Passage provided

=== Begin Enclosure ===

Bias arising in the application of machine learning decisions to real world scenarios

This may be an area you might already have some awareness of as the ubiquity of machine learning systems in our lives increases, the effects of unfair, biased algorithms are starting to become more apparent. Algorithmic bias is defined as unjust, unfair, or prejudicial treatment of people related to race, income, sexual orientation, religion, gender, and other characteristics historically associated with discrimination and marginalization, when and where they manifest in algorithmic systems and algorithmically aided decision-making. Predictive policing as covered earlier is probably the most clear example of algorithmic bias. #TODO: add Amazon hiring example. Another canonical example of this is the Amazon hiring

It is imperative to be aware then that the manner in which data is collected, annotated and results applied, will have far reaching consequences for society as decisions produced by ML systems are increasingly being relied upon in real world scenarios. From seemingly benign systems like recommendation engines to predictive policing, opportunities for ML systems to perpetuate and amplify humans bias and inequality abound.

How can GLAM staff help manage bias in machine learning approaches?

Archives are the longest standing communal effort to gather human information and archive scholars have already developed the language and procedures to address and discuss many challenges pertaining to data collection such as consent, power, inclusivity, transparency, and ethics & privacy. Reference Lessons from archives: strategies for collecting sociocultural data in machine learning

The presence of bias in the classifications and predictions of machine learning is a key challenge today, but being aware of and transparent about the problem allows us to take proactive steps to mitigate their effects. For GLAM professionals, this is familiar ground and in Reference Lessons from archives: strategies for collecting sociocultural data in machine learning the authors argue that the document collection practices in archives present the ideal ethical and practical framework for mitigating bias in data collection for the field of machine learning. GLAM professionals have an opportunity to apply these tools to the management of bias.

“That means,” said Catanzaro, “that the collection and curation of data sets, the skills that you guys practice—the resources that you have access to—can enable the creation of new algorithms and new applications.”(Catanzaro, 2019, 5:30)

How else might GLAM staff actively help manage bias in machine learning approaches?


In small groups, consider the following potential machine learning project. Discuss 2-3 potential points at which bias may enter the pipeline, and questions/strategies GLAM staff might want to consider in order to manage it.


A museum is keen to make a newly acquired digitised collection of 20,000 Southeast Asian late 19th century photographs more discoverable within the main catalogue. The photographs are the work of an English traveler, and aside from captions handwritten by him, the individual photographs have very little in the way of item level description. A model will be trained to help classify the photographs (places, people, events, objects) and the new machine generated descriptive tags added to the catalogue records. To create the training set from which the model will learn, a crowdsourcing project will bet set-up asking members of the public to add their own descriptive tags to a subset of the images.

Key Points

  • Bias occurs when a dataset is not representative of the population, it is incomplete or skewed.

  • The presence of bias in the classifications and predictions of machine learning may have far reaching consequences for society, amplifying inequality and unfairness.

  • There are abundant opportunities for bias to enter ML systems at all stages of the pipeline including when datasets are constructed, when a models learning is refined and reinforced, and when predictions made by a model are interpreted by humans and applied to real world scenarios

  • There are a range of strategies available today to help mitigate bias.

=== End Enclosure ===

Data supplied
=== Begin Enclosure ===

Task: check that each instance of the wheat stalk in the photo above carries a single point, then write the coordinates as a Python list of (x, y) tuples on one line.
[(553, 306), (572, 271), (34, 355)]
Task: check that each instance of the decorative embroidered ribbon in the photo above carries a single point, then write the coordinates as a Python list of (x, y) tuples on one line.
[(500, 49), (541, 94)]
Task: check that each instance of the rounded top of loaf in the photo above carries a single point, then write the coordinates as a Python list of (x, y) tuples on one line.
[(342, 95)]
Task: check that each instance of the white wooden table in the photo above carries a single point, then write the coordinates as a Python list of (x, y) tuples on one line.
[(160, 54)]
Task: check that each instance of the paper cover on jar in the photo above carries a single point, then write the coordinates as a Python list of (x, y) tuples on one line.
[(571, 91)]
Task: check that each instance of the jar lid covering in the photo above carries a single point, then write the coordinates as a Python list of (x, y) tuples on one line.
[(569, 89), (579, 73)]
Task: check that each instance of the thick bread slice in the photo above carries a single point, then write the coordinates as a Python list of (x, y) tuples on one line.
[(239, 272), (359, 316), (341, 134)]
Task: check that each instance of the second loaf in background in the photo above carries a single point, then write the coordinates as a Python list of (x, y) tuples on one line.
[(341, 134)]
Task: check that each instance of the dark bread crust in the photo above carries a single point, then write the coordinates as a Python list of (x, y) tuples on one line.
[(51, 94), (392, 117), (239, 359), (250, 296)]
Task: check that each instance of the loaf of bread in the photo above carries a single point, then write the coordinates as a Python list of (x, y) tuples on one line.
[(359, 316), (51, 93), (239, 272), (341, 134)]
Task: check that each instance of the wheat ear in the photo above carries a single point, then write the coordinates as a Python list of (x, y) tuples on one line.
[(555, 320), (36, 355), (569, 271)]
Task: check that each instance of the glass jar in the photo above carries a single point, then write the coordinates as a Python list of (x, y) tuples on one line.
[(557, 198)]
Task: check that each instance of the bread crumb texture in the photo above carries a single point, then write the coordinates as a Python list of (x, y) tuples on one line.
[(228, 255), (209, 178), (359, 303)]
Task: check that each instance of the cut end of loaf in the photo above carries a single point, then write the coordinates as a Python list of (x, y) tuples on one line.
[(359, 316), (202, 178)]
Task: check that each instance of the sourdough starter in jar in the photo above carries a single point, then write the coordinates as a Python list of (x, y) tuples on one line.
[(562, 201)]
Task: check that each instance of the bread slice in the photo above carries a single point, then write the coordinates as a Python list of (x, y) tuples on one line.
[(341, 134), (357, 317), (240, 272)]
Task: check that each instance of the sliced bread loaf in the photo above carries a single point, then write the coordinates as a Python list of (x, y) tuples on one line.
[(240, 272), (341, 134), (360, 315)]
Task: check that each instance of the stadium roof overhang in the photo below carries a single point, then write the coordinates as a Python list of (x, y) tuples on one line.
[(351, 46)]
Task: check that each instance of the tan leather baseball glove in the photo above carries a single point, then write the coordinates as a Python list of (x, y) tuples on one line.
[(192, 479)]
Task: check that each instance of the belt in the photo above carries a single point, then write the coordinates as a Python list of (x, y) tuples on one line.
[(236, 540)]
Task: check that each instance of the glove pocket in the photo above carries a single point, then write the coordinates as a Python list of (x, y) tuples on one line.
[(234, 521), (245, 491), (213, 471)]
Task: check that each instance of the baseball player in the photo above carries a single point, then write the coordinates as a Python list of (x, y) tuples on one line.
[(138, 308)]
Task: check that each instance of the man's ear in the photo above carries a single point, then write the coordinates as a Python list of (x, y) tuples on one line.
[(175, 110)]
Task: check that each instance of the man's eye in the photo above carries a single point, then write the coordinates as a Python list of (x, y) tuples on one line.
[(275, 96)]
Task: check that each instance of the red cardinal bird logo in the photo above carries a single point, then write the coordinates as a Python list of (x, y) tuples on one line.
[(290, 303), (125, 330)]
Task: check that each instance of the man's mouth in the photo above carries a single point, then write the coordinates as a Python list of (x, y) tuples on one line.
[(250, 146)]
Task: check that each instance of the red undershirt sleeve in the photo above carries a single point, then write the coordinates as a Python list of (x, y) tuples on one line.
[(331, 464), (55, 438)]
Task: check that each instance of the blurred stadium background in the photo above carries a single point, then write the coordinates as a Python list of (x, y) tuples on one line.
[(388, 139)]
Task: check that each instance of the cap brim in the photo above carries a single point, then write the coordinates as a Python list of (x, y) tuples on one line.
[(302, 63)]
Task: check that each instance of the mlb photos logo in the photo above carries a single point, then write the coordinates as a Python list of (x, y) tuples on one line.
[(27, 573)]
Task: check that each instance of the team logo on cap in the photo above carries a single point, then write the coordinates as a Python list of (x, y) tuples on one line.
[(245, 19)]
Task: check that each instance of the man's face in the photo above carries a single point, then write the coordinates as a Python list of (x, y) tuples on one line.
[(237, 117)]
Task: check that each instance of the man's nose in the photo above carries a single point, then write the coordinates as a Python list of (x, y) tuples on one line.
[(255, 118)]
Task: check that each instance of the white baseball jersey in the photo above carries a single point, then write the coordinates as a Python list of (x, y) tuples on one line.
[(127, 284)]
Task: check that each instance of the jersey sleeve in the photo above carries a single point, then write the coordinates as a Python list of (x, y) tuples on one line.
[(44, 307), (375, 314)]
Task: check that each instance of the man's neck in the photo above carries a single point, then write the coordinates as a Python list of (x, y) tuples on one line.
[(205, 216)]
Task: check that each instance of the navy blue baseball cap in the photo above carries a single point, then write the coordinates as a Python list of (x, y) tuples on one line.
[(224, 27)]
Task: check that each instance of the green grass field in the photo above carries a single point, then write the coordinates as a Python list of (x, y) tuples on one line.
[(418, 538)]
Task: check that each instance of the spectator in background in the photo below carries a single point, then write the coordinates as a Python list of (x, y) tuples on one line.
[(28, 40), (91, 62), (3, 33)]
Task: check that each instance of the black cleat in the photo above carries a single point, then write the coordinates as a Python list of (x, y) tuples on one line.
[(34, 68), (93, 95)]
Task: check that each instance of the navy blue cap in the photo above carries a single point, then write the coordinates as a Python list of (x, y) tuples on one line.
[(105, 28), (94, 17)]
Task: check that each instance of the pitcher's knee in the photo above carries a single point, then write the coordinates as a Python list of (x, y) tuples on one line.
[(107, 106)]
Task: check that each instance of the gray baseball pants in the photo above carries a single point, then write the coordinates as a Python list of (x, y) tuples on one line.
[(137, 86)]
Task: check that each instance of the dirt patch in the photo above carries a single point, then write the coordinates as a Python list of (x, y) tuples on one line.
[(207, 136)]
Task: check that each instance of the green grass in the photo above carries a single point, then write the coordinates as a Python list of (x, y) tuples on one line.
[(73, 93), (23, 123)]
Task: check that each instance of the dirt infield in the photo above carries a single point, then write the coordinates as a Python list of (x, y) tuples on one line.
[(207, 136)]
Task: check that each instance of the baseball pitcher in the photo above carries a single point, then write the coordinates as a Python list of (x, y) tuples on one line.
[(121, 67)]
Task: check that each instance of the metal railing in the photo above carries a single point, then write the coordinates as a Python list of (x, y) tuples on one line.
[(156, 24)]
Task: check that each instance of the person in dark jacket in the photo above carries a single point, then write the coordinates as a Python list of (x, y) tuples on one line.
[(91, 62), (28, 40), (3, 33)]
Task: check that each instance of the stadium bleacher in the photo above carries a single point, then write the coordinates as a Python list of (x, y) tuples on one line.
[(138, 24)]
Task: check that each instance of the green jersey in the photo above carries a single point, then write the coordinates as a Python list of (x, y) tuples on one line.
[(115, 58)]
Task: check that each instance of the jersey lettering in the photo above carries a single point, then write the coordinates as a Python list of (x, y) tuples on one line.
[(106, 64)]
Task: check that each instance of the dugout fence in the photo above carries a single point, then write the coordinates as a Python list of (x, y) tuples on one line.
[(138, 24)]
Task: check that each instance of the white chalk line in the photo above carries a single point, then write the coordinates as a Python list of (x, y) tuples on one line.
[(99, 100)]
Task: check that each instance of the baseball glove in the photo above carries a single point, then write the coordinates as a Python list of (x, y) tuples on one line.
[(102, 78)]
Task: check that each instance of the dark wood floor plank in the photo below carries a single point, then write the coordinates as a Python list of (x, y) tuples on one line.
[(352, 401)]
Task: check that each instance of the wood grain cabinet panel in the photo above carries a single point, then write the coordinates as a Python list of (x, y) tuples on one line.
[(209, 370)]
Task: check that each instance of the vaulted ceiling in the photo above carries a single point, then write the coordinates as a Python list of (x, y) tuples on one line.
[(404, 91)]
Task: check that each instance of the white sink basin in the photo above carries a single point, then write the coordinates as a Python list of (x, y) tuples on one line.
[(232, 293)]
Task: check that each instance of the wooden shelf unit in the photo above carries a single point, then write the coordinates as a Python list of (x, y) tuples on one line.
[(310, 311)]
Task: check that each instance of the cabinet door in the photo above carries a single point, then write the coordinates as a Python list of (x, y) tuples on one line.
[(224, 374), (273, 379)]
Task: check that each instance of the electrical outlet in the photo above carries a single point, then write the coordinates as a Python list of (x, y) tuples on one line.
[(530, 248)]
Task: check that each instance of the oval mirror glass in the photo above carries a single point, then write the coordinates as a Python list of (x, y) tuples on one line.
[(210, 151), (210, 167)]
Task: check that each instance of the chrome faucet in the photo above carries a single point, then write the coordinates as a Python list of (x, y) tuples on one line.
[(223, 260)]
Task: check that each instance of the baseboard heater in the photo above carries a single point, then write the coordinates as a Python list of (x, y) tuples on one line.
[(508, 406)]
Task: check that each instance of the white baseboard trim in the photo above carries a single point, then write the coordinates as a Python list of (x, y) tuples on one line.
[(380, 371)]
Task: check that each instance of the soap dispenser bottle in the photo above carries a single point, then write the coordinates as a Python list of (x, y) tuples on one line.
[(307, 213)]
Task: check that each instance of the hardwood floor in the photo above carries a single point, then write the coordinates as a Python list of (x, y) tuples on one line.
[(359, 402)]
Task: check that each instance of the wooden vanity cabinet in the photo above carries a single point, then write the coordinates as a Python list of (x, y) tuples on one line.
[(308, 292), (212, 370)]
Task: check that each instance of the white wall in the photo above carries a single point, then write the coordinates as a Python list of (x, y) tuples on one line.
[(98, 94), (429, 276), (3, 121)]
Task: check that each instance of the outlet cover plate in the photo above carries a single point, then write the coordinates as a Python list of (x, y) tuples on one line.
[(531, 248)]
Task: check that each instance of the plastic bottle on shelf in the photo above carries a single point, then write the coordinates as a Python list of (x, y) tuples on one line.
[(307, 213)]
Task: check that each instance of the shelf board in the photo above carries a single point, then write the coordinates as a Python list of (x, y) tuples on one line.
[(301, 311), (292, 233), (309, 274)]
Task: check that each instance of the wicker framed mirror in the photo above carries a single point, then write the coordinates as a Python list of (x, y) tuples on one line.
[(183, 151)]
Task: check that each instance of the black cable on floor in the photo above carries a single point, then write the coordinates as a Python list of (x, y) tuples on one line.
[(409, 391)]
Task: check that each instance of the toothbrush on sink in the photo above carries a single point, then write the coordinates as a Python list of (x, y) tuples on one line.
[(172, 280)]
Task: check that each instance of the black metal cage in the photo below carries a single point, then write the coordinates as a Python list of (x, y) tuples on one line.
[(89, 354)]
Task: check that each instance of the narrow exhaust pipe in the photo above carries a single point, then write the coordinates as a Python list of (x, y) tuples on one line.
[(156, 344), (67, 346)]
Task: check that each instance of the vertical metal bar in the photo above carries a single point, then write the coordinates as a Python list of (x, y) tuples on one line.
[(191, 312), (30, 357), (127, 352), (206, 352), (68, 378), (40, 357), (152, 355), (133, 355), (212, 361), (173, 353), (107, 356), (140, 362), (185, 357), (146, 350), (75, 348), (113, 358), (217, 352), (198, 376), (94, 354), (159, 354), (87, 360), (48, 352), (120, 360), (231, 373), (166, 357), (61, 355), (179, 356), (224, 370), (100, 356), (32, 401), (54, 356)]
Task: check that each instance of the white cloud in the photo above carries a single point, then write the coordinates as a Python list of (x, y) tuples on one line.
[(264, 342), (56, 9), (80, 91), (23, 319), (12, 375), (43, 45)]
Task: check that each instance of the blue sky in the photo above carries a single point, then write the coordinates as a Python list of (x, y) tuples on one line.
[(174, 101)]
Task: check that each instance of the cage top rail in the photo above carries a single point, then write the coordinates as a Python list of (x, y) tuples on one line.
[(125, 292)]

=== End Enclosure ===

Exercise details
In its definition of algorithmic bias, which characteristics does the passage on bias in machine learning name specifically? List each one. The records aren't needed here.

Response area
Race, income, sexual orientation, religion, gender